-- Begin Stored data --

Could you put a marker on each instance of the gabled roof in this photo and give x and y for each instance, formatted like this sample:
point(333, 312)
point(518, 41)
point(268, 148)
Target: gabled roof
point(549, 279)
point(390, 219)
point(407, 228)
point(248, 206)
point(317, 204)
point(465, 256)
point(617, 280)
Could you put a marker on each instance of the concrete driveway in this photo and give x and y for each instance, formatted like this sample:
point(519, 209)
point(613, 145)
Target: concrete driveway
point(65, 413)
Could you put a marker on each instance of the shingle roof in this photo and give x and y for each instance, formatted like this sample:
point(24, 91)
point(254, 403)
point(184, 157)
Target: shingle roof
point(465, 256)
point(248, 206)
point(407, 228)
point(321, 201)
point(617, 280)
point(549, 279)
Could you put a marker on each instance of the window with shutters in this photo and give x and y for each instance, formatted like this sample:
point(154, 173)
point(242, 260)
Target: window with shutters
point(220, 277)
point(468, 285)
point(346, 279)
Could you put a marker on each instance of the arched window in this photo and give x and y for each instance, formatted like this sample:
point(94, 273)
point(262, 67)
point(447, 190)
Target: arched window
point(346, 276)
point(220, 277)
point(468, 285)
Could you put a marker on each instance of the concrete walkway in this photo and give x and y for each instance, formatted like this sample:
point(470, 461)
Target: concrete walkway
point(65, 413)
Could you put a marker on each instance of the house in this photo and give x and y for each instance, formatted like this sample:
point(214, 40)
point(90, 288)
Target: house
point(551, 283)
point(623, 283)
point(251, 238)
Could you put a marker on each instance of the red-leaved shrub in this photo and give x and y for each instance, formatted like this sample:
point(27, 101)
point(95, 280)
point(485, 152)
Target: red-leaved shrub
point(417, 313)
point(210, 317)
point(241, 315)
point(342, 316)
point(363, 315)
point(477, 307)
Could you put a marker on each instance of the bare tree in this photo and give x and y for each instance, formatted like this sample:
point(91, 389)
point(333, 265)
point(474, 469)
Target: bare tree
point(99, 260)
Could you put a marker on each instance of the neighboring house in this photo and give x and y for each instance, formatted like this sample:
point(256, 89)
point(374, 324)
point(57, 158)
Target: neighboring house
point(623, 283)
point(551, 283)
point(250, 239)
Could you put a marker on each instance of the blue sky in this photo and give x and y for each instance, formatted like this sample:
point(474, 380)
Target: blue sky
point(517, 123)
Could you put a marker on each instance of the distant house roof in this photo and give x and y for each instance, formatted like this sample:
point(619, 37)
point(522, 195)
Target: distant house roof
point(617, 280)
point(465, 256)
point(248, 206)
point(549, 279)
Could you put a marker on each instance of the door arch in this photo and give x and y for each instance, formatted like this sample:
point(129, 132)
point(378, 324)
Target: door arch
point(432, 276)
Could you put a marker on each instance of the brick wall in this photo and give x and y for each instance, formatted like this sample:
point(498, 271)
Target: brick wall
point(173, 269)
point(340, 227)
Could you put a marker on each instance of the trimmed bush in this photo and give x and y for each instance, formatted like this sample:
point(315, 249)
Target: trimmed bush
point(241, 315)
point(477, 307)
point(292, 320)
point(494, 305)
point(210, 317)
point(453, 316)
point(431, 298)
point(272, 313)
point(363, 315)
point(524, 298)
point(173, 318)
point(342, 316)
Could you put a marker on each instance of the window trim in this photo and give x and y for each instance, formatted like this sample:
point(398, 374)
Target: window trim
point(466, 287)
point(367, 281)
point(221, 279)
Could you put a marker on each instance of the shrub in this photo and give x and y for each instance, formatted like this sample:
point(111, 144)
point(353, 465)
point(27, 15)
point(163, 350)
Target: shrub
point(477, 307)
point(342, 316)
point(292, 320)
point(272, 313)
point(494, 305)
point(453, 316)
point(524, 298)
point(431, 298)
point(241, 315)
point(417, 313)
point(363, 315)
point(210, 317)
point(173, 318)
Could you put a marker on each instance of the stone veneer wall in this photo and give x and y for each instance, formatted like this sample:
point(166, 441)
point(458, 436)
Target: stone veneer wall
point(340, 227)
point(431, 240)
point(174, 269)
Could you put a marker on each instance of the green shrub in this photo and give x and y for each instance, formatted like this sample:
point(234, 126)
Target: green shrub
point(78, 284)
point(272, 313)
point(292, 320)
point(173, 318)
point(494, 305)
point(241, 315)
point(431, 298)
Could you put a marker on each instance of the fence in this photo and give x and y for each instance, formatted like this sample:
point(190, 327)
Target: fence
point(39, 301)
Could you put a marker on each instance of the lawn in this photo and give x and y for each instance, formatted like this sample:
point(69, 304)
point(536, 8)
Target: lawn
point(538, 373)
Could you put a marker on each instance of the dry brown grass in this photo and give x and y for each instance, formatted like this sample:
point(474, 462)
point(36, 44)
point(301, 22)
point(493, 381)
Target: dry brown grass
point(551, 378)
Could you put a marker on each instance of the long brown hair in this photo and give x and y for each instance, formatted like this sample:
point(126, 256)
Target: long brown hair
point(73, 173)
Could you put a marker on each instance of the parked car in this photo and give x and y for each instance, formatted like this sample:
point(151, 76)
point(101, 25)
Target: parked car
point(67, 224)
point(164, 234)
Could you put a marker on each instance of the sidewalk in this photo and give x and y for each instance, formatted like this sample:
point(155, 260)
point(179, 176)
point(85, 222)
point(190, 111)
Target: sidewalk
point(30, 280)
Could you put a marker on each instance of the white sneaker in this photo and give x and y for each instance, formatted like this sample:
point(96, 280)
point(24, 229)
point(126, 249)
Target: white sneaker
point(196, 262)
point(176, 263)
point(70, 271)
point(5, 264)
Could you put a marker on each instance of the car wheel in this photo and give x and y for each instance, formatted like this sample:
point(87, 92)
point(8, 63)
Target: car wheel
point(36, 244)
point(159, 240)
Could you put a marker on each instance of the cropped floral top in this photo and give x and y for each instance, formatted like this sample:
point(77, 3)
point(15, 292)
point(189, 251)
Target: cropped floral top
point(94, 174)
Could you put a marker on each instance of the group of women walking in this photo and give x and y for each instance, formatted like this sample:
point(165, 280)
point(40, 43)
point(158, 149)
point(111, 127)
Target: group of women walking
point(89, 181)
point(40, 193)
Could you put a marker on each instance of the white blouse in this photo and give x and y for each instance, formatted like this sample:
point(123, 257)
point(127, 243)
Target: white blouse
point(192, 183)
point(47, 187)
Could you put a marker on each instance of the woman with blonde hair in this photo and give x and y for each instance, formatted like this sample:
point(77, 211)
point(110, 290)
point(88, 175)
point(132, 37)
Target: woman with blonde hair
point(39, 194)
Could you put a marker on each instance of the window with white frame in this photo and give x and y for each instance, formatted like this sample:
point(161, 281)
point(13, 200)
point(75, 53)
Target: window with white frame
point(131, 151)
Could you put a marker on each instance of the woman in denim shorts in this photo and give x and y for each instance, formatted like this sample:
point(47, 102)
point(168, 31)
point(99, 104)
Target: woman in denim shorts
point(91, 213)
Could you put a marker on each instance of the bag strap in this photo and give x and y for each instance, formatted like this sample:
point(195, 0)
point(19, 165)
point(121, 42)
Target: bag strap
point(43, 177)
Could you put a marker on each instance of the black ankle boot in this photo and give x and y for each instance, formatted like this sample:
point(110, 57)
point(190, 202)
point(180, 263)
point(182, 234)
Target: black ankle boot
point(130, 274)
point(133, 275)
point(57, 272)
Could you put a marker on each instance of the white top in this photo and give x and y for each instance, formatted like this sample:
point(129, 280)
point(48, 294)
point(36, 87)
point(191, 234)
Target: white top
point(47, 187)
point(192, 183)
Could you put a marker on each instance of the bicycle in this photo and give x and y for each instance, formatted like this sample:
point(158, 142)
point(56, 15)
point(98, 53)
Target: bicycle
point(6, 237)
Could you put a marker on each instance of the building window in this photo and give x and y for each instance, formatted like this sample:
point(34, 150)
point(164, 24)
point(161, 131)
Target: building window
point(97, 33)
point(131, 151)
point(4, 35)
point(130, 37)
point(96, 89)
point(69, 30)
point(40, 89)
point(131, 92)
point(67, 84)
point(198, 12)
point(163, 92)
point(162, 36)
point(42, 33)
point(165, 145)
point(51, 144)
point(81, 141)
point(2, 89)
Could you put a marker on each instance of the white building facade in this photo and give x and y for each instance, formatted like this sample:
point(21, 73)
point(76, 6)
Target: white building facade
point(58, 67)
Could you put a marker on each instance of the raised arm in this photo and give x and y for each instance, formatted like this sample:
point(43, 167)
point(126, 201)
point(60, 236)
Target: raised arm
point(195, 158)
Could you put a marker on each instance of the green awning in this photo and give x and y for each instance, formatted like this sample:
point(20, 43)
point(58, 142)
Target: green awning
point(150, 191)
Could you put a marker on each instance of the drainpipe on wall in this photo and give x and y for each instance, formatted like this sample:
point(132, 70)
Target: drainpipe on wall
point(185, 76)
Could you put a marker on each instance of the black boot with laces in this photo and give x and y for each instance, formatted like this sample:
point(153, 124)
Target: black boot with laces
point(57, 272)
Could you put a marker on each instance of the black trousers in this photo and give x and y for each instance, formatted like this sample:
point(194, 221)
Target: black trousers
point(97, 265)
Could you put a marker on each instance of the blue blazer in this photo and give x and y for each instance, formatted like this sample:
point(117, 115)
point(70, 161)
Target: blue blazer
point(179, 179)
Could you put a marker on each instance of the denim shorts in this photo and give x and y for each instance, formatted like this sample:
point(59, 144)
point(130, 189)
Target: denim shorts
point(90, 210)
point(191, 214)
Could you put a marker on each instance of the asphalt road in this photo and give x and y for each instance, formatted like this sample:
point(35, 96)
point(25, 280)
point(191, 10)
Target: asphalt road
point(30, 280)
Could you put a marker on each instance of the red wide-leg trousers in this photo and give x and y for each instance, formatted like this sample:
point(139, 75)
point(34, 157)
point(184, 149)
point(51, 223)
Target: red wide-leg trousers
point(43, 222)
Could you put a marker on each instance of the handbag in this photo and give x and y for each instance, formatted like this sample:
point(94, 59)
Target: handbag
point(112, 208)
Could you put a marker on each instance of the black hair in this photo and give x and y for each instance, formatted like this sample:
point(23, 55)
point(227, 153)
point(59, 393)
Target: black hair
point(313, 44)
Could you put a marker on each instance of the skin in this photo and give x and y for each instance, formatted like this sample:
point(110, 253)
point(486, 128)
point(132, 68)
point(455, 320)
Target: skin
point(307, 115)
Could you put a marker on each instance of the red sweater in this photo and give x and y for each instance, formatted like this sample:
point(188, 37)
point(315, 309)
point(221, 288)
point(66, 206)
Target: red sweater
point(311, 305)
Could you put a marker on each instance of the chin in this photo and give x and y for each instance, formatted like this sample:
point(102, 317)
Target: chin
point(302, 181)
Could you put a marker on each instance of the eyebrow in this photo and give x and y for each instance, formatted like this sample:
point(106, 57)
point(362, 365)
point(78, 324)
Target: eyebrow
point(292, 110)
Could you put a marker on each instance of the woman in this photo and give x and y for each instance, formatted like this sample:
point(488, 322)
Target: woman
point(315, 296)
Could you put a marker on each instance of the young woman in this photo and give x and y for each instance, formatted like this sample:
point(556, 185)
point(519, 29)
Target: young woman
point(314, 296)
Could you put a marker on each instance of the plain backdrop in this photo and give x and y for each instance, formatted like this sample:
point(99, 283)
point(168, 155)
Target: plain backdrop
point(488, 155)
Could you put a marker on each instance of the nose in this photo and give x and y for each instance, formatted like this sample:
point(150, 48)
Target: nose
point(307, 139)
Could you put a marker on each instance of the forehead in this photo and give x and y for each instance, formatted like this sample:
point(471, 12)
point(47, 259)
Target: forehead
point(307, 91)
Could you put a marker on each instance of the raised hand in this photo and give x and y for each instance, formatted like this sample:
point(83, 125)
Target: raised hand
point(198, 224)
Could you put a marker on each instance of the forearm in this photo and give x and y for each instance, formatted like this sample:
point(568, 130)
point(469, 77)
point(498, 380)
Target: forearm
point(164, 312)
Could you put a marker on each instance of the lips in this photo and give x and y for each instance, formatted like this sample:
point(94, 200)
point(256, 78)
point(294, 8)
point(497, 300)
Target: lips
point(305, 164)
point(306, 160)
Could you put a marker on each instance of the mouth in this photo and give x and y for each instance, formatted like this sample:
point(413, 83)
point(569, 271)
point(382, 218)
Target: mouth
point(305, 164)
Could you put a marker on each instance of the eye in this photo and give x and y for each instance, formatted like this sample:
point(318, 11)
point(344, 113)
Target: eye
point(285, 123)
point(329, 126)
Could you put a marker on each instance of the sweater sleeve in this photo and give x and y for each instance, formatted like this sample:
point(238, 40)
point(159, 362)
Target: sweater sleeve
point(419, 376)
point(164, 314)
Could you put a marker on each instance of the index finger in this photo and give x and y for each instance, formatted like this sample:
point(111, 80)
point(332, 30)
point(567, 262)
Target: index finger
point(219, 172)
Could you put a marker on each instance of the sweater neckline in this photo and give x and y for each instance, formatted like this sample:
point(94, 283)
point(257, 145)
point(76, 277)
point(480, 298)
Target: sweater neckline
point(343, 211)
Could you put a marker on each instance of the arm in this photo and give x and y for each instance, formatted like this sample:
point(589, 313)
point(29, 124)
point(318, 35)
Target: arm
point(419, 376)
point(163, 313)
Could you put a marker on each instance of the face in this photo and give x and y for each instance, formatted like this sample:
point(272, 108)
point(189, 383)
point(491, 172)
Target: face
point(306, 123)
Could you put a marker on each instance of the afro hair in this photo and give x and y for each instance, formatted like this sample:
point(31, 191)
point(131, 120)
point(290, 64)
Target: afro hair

-- End Stored data --

Direction – Give the lines of the entries above, from the line containing "the black boot" through the line containing "point(307, 115)", as a numbered list with blank lines omitted and nothing else included.

Solved problem –
1. Could you put a marker on each instance of the black boot with laces in this photo and give x and y for each instance, formatted like this sample:
2. point(153, 124)
3. Target: black boot with laces
4. point(57, 272)
5. Could you put a marker on each instance of the black trousers in this photo and give x and y for each instance, formatted like this sample:
6. point(194, 221)
7. Target: black trousers
8. point(97, 265)
9. Could you put a marker on each instance of the blue blazer in this photo and give x and y for each instance, formatted like this sample:
10. point(117, 115)
11. point(70, 161)
12. Target: blue blazer
13. point(179, 179)
14. Could you put a marker on each instance of the denim shorts in this photo and give x and y for each instance, formatted like this sample:
15. point(59, 144)
16. point(130, 189)
17. Target: denim shorts
18. point(90, 210)
19. point(191, 214)
20. Could you put a marker on each instance of the asphalt road in this photo and give x and y for each instance, formatted like this sample:
21. point(35, 96)
22. point(25, 280)
23. point(191, 10)
24. Target: asphalt road
25. point(30, 280)
26. Could you put a marker on each instance of the red wide-leg trousers in this photo and give x and y for each instance, formatted like this sample:
27. point(139, 75)
28. point(34, 157)
29. point(184, 149)
30. point(51, 223)
31. Target: red wide-leg trousers
32. point(43, 222)
33. Could you put a marker on each instance of the handbag in this photo and give x and y for each instance, formatted like this sample:
34. point(94, 59)
35. Target: handbag
36. point(112, 208)
37. Could you put a marker on each instance of the black hair in this photo and give x and y for each instance, formatted like this sample:
38. point(23, 55)
39. point(227, 153)
40. point(59, 393)
41. Target: black hair
42. point(313, 44)
43. Could you put a marker on each instance of the skin in this photo and give x and y for each instance, formatted like this sample:
44. point(110, 253)
45. point(486, 128)
46. point(132, 68)
47. point(455, 320)
48. Target: skin
49. point(307, 115)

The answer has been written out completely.